§ **TRAVAIL DEMANDÉ**
A. Relevez tous les membres de sa famille qu'Émilie Dequenne mentionne dans l'entretien.
B. Exprimez en CSV à deux colonnes, « consigne » et « réponse », les entrées des données fournies, depuis leur début jusqu'à la ligne contenant « [(427, 113)] » incluse. Prévoyez une ligne par entrée, chaque champ entre guillemets, en remplaçant les sauts de ligne par des espaces.

§ **DOCUMENT**
- - - - -

Emilie DEQUENNE : « J’ai jamais rien demandé dans ce métierˮ

– Interview : EMILIE DEQUENNE –

Prix d’interprétation à Cannes dans le Rosetta des frères Dardenne à seulement 18 ans, la carrière d’Émilie Dequenne au cinéma a commencé à la vitesse d’une balle. Seule constance : ne jamais tirer de plans sur la comète. Après avoir écumé les boîtes de nuit, les cercles de poker, la comédienne belge sans filtre tire les premiers enseignements de cette existence sous les projecteurs en s’offrant quelques détours par l’OM de la grande époque, sa période « raver-punk à chien » et son modèle familial. Par Vincent Riou – Photos : Philippe Quaisse / Pasquo and Co
On a entendu dire que vous avez été un volcan. Un volcan qui s’est mis en sommeil depuis quelques temps…
Mais non, je suis toujours un volcan ! Si je fais moins la fête, c’est que j’ai moins envie, c’est tout. Cela dit, le week-end dernier, j’ai fait une fête de village en Belgique, avec ma sœur, c’était rigolo. En fait, j’ai un gros problème de constance. Quand je ne tourne pas, j’ai besoin de me reposer. Je suis cyclique à mort. Plus jeune, je me suis demandée à un moment si je n’étais pas limite dépressive tellement j’avais envie de rien faire. Maintenant, je suis oisive et très heureuse de l’être. Bon, avec trois gosses à la maison, c’est de l’oisiveté relative, hein !
Vous venez de quel milieu, vous ? Classe moyenne ?
Qu’est-ce qu’on appelle la classe moyenne ? Je n’ai pas été élevée dans le luxe, mais je n’ai jamais manqué de rien, une enfance plutôt heureuse. Mon père était menuisier, ouvrier, et ma mère bossait comme secrétaire dans la même entreprise, qui appartenait à mon grand-père. Aujourd’hui, c’est mon père qui l’a reprise avec mon oncle, et ma mère, elle, à 55 ans, elle a repris les études. En ce moment, elle est en train de devenir expert-comptable.

- - - - -

§ **DONNÉES FOURNIES**
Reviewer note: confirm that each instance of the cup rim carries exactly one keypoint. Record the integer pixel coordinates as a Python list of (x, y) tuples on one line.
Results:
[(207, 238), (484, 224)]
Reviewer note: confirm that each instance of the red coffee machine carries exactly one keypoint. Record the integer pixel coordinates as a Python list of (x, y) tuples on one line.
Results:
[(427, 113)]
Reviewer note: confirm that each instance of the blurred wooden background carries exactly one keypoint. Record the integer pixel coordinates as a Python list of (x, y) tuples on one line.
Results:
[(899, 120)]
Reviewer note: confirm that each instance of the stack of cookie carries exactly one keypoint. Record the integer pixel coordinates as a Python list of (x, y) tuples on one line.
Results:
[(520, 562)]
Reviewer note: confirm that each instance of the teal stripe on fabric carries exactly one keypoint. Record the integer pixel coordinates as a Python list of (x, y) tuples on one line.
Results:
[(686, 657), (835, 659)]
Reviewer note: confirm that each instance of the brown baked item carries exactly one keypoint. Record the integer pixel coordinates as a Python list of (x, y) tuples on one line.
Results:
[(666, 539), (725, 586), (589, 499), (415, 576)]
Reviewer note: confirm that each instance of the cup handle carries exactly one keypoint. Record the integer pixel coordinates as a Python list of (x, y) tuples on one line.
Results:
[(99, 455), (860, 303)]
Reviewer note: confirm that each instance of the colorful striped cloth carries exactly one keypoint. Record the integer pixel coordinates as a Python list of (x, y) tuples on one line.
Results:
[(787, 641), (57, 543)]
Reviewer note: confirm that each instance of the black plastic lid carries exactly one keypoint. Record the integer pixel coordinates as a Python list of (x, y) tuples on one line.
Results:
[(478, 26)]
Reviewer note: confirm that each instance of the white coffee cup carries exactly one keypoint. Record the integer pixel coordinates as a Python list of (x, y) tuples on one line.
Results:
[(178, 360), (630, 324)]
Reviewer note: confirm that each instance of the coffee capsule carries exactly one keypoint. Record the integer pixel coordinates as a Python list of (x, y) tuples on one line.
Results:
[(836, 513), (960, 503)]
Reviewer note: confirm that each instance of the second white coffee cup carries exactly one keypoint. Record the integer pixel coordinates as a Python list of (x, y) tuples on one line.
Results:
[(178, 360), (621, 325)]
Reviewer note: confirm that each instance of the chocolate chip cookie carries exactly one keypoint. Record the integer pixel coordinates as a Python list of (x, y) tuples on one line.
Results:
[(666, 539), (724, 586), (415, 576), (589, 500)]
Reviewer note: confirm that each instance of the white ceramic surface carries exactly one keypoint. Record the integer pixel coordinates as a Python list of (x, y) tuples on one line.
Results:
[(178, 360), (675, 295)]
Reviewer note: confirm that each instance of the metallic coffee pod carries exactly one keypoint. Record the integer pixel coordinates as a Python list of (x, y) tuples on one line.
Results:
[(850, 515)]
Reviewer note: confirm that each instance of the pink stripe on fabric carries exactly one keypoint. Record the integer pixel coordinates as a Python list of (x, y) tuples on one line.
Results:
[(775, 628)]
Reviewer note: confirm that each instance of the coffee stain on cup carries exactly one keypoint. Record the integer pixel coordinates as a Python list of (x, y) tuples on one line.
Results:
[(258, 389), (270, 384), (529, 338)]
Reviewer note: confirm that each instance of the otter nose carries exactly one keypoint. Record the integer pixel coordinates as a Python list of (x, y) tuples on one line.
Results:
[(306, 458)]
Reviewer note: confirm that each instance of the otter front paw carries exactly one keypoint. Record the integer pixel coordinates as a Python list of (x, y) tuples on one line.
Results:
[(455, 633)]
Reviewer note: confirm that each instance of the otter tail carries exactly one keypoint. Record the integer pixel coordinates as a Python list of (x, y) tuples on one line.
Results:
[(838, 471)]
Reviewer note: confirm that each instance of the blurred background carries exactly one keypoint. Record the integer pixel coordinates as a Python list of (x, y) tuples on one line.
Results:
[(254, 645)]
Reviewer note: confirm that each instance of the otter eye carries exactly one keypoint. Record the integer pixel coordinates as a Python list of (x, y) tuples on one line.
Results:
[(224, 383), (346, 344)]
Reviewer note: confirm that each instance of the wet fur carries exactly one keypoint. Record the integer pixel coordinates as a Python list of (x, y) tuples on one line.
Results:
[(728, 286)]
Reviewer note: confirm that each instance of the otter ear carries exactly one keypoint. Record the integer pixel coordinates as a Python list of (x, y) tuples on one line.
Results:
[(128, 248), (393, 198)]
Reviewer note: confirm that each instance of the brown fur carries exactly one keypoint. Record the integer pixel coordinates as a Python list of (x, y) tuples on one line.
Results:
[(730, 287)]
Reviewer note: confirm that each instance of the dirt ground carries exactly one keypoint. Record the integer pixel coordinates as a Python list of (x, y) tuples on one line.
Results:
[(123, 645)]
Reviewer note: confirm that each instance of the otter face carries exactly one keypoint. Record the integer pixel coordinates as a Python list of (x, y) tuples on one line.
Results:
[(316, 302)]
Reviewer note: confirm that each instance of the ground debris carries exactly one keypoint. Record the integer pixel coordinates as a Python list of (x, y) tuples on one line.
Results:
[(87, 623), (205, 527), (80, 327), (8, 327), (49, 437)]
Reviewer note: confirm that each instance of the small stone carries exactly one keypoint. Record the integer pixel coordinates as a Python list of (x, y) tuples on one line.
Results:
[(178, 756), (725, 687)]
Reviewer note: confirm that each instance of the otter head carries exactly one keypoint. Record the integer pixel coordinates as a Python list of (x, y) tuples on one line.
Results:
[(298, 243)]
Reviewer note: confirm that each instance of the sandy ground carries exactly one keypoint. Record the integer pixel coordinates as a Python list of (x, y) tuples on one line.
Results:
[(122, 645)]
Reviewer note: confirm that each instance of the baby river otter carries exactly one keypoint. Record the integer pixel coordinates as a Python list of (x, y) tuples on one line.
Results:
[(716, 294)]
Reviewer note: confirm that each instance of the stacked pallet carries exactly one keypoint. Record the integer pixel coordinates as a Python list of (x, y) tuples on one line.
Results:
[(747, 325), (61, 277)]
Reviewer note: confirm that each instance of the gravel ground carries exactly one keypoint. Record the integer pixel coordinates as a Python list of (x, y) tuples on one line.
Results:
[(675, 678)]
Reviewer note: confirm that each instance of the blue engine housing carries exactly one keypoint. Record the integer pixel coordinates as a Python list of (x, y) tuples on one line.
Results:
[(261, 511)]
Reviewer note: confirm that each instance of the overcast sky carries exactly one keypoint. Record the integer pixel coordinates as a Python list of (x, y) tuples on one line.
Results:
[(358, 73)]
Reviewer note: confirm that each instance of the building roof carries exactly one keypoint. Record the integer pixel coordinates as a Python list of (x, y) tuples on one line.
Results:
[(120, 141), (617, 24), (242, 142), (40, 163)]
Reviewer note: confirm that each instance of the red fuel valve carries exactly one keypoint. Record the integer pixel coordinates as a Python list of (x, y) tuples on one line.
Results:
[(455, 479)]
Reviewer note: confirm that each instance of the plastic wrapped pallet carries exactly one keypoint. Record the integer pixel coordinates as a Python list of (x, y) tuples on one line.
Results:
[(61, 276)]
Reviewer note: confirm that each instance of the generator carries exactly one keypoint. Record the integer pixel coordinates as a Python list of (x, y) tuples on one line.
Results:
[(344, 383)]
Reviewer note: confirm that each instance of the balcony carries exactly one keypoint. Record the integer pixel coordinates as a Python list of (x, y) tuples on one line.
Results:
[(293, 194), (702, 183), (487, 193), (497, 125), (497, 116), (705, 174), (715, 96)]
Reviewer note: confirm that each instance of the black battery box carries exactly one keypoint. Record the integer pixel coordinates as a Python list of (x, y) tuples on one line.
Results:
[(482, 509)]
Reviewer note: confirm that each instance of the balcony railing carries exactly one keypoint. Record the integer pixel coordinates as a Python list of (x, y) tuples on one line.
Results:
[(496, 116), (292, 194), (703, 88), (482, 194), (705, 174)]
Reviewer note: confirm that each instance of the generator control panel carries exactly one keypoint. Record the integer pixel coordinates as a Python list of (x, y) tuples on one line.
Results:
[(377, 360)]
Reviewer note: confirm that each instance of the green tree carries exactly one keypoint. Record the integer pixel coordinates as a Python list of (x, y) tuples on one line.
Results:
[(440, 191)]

- - - - -

§ **CORRIGÉS**
A.
- sa sœur
- son père
- sa mère
- son grand-père
- son oncle
- ses trois gosses

B.
consigne,réponse
"Reviewer note: confirm that each instance of the cup rim carries exactly one keypoint. Record the integer pixel coordinates as a Python list of (x, y) tuples on one line. Results:","[(207, 238), (484, 224)]"
"Reviewer note: confirm that each instance of the red coffee machine carries exactly one keypoint. Record the integer pixel coordinates as a Python list of (x, y) tuples on one line. Results:","[(427, 113)]"